BTW, the Yamaha machine does seem very nice! It offers a few nice improvements over the Honda like the articulating chute and the LED light. I'm eager to find out if that serrated scraper bar helps cleaning down to the pavement.


----------



## db9938 (Nov 17, 2013)

I would also throw out there, that there are distinct levels to what Honda offers in Canada. And the upper levels, do offer some comparable features.

They are both fine machines, with what I can only assume is equal support. And they are certainly superior to most of the other machines on the market. 

That all said, the lined chute of the Yammie, is a nice touch. But the shrouding of their machines are a double edged sword. While it does keep the noise down, it also makes visually inspecting the machine a tad difficult. And I would add that it is one more thing to remove to do any work to the machine.

════

» **What is being asked**
Pick up the forum thread comparing the Yamaha and Honda snow machines after its last sentence, and write one more short paragraph in the same voice.

════

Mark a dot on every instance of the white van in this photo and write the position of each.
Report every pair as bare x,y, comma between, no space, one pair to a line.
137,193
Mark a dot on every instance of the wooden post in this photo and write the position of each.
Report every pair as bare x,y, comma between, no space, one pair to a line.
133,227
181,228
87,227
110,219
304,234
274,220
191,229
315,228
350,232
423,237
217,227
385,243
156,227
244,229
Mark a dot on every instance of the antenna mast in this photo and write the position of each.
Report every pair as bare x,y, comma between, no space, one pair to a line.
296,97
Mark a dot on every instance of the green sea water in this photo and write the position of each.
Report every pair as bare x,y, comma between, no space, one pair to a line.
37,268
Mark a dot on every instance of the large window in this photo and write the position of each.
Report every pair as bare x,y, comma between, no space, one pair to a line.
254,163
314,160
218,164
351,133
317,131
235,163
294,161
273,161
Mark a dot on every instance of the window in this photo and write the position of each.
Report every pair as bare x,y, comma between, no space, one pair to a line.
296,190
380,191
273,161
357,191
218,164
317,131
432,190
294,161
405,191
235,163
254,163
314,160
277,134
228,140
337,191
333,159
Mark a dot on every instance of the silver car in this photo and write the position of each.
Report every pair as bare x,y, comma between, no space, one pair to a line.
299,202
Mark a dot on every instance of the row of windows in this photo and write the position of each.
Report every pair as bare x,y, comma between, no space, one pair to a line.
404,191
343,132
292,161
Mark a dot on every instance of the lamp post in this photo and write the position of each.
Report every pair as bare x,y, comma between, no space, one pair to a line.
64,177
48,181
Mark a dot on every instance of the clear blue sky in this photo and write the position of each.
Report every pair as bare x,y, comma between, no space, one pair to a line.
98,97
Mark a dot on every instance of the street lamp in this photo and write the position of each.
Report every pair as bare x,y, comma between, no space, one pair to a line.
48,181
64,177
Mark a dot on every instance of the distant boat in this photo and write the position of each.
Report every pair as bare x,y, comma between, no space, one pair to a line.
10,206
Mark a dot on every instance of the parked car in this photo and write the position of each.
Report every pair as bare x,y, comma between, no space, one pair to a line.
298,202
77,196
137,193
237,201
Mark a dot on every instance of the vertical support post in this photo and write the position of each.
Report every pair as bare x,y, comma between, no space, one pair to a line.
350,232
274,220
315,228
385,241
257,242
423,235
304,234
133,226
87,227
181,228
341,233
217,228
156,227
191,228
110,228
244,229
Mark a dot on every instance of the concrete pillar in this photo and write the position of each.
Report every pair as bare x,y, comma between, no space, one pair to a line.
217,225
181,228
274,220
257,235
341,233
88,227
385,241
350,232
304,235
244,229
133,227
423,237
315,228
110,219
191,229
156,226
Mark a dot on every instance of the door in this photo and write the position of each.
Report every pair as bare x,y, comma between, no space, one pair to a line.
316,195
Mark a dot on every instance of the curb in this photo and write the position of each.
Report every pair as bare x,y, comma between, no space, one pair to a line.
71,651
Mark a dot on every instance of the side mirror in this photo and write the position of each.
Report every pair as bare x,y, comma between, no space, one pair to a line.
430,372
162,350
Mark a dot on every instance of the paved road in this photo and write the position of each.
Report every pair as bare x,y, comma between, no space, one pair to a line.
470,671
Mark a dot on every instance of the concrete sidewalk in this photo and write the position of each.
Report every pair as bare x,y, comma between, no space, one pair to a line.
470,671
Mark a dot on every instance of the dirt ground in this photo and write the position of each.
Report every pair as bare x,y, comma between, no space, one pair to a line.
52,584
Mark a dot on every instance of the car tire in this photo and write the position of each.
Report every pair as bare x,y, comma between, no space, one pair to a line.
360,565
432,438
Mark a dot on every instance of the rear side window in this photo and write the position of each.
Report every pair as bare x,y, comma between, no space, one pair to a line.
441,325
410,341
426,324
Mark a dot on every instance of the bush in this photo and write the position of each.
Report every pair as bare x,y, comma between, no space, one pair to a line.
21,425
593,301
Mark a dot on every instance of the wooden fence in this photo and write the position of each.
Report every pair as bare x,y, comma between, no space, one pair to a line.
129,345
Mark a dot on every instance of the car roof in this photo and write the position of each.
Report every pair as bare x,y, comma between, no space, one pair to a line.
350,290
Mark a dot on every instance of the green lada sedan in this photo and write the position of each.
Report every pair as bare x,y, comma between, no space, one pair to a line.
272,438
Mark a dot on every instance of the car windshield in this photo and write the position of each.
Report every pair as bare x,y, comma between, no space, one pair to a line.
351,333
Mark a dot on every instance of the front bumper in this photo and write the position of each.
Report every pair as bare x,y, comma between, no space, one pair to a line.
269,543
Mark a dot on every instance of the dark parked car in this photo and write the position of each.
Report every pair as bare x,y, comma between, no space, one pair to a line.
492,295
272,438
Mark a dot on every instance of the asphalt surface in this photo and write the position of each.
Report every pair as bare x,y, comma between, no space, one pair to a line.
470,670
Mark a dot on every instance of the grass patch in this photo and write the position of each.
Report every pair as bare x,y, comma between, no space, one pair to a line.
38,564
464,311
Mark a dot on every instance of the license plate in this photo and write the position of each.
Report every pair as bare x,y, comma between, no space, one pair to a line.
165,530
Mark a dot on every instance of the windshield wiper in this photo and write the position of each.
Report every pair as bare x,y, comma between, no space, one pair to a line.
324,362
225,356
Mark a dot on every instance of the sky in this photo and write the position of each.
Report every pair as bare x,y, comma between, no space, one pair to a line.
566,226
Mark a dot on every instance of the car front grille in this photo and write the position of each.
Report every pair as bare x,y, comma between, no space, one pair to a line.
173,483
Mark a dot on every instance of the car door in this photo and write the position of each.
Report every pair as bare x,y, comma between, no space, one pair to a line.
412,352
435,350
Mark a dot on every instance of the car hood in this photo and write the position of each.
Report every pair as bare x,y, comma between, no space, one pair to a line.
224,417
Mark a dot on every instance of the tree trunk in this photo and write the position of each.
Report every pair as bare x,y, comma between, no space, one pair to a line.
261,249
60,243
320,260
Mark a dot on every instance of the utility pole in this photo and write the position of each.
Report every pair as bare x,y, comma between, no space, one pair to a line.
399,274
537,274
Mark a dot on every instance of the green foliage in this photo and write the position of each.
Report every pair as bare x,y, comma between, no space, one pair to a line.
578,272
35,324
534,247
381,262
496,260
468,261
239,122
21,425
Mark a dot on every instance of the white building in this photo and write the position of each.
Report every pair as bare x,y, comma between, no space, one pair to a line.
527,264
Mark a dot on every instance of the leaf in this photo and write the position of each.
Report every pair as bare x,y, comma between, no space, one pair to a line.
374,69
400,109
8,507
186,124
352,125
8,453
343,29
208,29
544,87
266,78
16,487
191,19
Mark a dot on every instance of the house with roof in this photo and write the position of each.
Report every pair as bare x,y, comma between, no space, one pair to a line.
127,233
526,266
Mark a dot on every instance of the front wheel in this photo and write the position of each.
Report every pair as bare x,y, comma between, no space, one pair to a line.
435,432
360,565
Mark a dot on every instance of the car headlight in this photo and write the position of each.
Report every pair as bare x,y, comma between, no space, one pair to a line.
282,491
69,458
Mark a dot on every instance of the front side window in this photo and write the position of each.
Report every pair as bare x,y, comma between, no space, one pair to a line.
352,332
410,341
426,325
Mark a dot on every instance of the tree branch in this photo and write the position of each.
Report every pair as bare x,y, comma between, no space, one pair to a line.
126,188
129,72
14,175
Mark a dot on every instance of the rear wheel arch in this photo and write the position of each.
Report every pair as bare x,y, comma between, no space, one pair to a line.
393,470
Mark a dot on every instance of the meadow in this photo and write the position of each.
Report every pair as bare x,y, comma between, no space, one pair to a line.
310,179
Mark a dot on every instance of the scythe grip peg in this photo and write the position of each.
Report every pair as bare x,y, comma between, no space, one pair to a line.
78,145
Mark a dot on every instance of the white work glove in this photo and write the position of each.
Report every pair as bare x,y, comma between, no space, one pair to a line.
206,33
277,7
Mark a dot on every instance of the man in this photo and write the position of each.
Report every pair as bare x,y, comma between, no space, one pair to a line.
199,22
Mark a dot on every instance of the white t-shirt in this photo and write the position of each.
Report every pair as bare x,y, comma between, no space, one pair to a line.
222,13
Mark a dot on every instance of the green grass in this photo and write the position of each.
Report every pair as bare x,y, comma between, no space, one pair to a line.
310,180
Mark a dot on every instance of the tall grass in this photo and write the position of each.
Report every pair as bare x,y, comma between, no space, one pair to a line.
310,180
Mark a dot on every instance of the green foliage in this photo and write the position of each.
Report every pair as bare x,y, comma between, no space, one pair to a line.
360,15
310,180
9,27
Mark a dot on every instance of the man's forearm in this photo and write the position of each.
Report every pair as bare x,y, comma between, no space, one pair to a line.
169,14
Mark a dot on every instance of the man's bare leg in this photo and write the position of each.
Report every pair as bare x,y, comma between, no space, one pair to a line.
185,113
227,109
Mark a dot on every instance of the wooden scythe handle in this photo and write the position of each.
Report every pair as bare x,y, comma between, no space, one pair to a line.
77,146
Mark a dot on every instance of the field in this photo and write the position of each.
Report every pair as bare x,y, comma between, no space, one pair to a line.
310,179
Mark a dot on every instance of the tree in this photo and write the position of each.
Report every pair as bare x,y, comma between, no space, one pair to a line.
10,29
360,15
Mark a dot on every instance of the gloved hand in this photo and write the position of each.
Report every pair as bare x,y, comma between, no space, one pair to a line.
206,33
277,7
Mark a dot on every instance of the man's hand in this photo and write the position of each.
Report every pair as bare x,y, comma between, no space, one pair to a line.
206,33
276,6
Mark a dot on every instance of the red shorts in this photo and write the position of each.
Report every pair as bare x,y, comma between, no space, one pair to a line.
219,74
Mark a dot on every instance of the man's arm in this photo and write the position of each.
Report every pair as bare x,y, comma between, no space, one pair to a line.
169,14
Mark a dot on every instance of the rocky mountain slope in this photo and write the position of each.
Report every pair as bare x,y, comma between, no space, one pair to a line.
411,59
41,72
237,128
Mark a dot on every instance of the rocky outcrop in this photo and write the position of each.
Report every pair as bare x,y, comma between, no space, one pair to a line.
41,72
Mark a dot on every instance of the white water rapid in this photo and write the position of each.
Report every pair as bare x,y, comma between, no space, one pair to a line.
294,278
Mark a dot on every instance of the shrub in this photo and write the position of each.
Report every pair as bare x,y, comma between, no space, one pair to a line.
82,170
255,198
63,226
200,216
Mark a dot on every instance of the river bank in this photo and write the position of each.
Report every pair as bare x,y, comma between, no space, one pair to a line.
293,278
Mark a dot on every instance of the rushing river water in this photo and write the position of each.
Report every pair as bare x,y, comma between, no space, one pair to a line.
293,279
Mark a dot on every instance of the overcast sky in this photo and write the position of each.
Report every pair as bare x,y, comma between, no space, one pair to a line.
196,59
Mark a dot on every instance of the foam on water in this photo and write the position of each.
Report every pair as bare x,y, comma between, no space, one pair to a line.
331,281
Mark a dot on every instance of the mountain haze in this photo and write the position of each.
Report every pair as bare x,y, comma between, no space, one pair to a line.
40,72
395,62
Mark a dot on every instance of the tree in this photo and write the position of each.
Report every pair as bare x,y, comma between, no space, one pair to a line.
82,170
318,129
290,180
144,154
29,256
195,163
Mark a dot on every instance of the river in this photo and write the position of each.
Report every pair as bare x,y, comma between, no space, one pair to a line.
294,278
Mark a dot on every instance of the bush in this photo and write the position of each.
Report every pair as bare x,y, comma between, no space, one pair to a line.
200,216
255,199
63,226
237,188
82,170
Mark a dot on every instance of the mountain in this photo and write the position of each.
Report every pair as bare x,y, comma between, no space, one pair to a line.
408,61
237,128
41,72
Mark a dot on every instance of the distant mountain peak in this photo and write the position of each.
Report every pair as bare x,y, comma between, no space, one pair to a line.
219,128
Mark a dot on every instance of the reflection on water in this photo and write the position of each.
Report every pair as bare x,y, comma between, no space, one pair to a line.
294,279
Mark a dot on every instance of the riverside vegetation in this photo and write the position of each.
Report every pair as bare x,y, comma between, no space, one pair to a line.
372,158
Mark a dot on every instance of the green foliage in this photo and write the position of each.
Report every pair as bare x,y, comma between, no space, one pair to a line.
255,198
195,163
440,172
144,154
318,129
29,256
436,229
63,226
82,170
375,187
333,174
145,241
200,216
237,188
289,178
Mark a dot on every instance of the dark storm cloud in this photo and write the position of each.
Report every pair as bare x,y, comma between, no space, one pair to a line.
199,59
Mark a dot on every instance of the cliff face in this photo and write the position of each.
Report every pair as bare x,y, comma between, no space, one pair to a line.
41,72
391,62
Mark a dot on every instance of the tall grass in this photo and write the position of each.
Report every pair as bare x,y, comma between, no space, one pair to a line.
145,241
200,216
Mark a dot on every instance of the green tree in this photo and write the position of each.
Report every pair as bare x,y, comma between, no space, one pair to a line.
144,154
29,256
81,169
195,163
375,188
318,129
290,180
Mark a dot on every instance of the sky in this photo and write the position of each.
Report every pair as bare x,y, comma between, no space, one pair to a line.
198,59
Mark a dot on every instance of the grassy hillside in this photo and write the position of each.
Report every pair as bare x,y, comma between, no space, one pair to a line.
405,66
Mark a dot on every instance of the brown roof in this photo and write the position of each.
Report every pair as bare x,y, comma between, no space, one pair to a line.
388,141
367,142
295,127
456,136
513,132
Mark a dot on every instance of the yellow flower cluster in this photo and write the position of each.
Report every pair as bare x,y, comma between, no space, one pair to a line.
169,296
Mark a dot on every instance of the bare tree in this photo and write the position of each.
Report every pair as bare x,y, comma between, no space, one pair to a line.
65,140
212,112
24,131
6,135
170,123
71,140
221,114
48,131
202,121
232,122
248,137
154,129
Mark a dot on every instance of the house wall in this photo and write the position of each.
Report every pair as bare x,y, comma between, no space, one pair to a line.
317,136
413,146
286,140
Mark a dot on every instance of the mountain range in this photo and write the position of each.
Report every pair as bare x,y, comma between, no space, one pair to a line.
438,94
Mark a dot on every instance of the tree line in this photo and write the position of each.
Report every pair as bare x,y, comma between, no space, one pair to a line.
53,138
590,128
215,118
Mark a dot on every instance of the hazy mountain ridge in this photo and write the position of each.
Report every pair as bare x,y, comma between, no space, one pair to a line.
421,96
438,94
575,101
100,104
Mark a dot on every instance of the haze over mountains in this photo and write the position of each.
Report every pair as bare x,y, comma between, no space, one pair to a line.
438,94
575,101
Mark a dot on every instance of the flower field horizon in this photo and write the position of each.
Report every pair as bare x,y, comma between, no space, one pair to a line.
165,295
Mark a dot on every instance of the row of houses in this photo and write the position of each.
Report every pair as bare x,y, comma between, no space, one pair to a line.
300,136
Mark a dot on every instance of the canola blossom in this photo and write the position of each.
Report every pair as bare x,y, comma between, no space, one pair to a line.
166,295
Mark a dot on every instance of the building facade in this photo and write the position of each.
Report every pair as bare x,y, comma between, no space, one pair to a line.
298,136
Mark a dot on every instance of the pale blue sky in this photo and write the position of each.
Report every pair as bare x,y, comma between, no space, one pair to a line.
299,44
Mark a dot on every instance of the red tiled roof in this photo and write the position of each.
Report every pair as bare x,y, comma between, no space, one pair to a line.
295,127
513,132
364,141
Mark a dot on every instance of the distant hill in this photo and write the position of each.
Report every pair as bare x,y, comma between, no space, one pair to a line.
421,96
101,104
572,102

════

» **Answer for this exercise**
As you can see in my signature, I'm not brand loyal. I can say that without a doubt, that my Yammie is THE most complex machine I have ever seen. This may also explain why they no longer offer it, in any country. For example, there are 118 parts to the transmission, that requires 3 pages to diagram. 

All Years YS240TB Yamaha Power Equipment Parts

Only 59 to the Honda.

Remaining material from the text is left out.